Task data:
[Start of Attachment]

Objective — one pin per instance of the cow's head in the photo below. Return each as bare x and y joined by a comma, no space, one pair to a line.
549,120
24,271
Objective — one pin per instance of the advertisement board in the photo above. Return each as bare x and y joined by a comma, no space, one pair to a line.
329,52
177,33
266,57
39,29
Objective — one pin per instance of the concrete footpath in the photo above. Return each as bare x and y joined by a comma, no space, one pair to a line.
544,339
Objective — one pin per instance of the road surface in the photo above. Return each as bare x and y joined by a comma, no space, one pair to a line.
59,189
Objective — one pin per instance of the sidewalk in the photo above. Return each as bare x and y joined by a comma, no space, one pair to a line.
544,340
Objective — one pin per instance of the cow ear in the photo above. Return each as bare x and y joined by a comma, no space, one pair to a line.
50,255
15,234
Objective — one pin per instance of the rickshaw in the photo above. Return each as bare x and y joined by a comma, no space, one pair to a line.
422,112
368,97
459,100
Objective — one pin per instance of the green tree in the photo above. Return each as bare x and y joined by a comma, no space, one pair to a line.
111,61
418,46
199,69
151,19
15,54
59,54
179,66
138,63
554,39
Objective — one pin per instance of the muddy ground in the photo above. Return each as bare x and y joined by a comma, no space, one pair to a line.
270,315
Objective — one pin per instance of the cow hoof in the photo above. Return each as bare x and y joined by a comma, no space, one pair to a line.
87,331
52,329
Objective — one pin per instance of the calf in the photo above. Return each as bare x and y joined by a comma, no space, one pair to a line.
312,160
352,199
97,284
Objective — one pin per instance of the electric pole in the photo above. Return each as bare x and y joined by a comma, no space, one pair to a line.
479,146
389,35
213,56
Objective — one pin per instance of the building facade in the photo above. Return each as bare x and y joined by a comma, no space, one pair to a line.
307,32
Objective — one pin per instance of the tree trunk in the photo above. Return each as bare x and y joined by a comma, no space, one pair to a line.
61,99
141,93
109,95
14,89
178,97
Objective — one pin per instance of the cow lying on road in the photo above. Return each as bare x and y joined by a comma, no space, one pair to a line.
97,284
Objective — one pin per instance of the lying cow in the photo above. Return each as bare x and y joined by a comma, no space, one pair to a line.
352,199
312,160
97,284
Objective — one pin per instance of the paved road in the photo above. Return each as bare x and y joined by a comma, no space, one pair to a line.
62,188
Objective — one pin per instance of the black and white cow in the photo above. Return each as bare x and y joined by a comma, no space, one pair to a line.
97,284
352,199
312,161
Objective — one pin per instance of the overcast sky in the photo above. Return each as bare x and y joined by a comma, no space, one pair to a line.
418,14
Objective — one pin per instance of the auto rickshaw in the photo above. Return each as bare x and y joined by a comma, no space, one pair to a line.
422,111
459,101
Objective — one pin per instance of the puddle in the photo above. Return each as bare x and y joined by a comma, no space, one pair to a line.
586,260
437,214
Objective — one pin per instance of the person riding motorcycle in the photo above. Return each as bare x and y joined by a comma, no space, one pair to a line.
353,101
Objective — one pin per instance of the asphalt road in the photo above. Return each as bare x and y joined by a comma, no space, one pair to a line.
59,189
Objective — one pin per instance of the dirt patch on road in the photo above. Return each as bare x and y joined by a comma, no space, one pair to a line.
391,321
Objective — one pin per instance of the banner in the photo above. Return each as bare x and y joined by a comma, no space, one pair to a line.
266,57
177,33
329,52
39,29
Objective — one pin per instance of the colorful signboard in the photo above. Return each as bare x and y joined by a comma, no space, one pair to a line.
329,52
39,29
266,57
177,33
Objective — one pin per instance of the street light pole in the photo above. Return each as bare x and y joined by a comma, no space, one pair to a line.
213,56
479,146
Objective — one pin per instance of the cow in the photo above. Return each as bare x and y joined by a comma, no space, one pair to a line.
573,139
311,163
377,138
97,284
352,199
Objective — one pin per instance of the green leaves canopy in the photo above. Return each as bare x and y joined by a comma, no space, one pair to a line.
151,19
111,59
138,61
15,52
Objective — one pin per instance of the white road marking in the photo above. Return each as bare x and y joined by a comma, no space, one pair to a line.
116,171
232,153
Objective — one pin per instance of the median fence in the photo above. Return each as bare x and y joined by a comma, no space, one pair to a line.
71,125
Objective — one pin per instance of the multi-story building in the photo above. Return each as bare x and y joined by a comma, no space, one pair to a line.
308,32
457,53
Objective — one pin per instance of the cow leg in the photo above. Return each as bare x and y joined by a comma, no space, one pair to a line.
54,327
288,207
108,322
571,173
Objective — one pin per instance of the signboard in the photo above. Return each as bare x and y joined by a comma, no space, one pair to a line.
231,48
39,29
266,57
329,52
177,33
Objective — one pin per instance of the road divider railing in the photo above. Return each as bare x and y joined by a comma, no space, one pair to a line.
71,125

[End of Attachment]

Action item: Write out the records above exactly as given.

Task result:
Objective — one pin per instance of the cow's head in the photo below. Return each as bare x and y joined by a comma, no space, one pair to a line.
549,120
24,271
Objective — one pin per instance of the advertisement board in the photo above. Return each as bare x and y joined by a comma, no space, one pair to a line.
329,52
177,33
266,57
39,29
Objective — one pin per instance of the concrete footpath in the photo above. Return each as bare x and y joined by a comma, no space, one pair to a line.
544,339
Objective — one pin per instance of the road surface in the photo above. Return each as bare x and y joined by a comma, no space, one pair to a line.
59,189
Objective — one pin per instance of the sidewalk in the photo above. Return each as bare x and y joined by a comma, no space, one pair to a line.
544,340
Objective — one pin per instance of the cow ear in the photo above. Return each as bare x and y joined by a comma, no space, one pair to a line.
50,255
15,234
Objective — one pin per instance of the rickshaw in the photo above. Return each as bare x and y joined by a comma, no space, one pair to a line.
422,112
368,97
459,100
Objective — one pin per instance of the green tree in the photo above. Return each as bare x and y joined by a comma, no space, one pair to a line.
111,61
418,46
199,69
151,19
15,54
59,54
179,66
138,63
554,39
Objective — one pin per instance of the muddy ground in the photo above. Return each as bare x and y joined by a comma, no space, one pair to a line.
270,315
Objective — one pin per instance of the cow hoof in the photo above. Return each as bare x and y joined by a comma, no space, one pair to a line.
87,331
52,329
Objective — one pin per instance of the calf in the photo above. Return each as bare x and y joined by a comma, no space, one pair to a line.
312,160
352,199
97,284
Objective — one pin per instance of the electric pole in the photo above. Return each as bare x and y joined by a comma, no space, one pair to a line.
479,146
389,35
213,56
Objective — one pin per instance of the building facade in the photo above. Return each as bare x and y joined by a comma, no space, one pair to a line.
307,32
Objective — one pin per instance of the tree trunk in the photo above. Return each as bare x and y joined by a comma, no space, one pair to a line.
61,99
141,93
109,95
14,89
178,97
Objective — one pin per instance of the cow lying on road in the photo above. Return each as bare x and y joined by a comma, no space, one pair to a line.
97,284
Objective — one pin per instance of the lying cow in the photo above. Return each as bare x and y joined by a comma, no space, one pair to a line.
352,199
312,160
97,284
Objective — one pin per instance of the paved road in the photo above. Return each as bare x and y joined by a comma, no space, one pair to a line.
62,188
Objective — one pin per instance of the black and white cow in the photo above. Return each as bare x and y joined by a comma, no space, one pair to a line.
97,284
352,199
312,161
Objective — one pin per instance of the overcast sky in the photo above. Return each as bare x and y joined by a comma, no space, one pair to a line.
418,14
Objective — one pin per instance of the auto rickshaw in the photo above. Return each as bare x and y joined by a comma, no space, one pair to a line.
422,111
459,101
Objective — one pin per instance of the puddle in the photo above. Return each as bare x and y joined by a comma, no space, one pair to a line.
586,260
437,214
Objective — one pin per instance of the person riding motorcycle in the photo above. Return each as bare x and y joined by a comma, no space, one pair to a line.
353,101
Objective — one pin per instance of the asphalt road in the photo above. Return each as bare x and y joined by a comma, no space, one pair to a line.
59,189
Objective — one pin per instance of the dirt patch on road in the photo above. Return each as bare x and y joined by a comma, no space, one pair to a line.
391,321
Objective — one pin per instance of the banner in the photo above. Return each as bare x and y joined by a comma, no space, one pair to a line.
266,57
177,33
329,52
39,29
Objective — one pin per instance of the colorful signboard in the photo above. Return each as bare x and y joined by a comma, no space, one pair to a line.
329,52
39,29
266,57
177,33
Objective — one pin per instance of the street light pole in the photo above. Return each as bare x and y joined by a comma, no space, one pair to a line.
213,56
479,146
Objective — one pin per instance of the cow in the photo above. Return each as bare x and y joined by a comma, no space, one pair to a line.
573,139
311,163
377,138
97,284
352,199
Objective — one pin per instance of the green leaves canopy in the photo above. Return each as bare x and y joined by a comma, no space, one pair to a line.
151,19
111,59
138,61
15,52
Objective — one pin per instance of the white road marking in the photo above. Return each as bare x and y joined by a comma, no space, one pair to a line.
116,171
232,153
Objective — one pin per instance of the median fence in the photo above. Return each as bare x and y joined by a comma, no space, one pair to a line.
71,125
Objective — one pin per instance of the multi-story building in the photo above. Return each as bare x and y joined by a comma, no space, one pair to a line.
308,32
457,53
Objective — one pin per instance of the cow leg in the photo above. Return each as bare x and y joined by a comma, no space, one pair to a line.
54,327
288,207
108,322
571,173
Objective — one pin per instance of the signboard in the photo above. Return each as bare x and y joined by a comma, no space, one pair to a line.
231,48
39,29
266,57
329,52
177,33
Objective — one pin per instance of the road divider railing in the photo above. Return each as bare x and y joined by a comma, no space, one pair to a line.
71,125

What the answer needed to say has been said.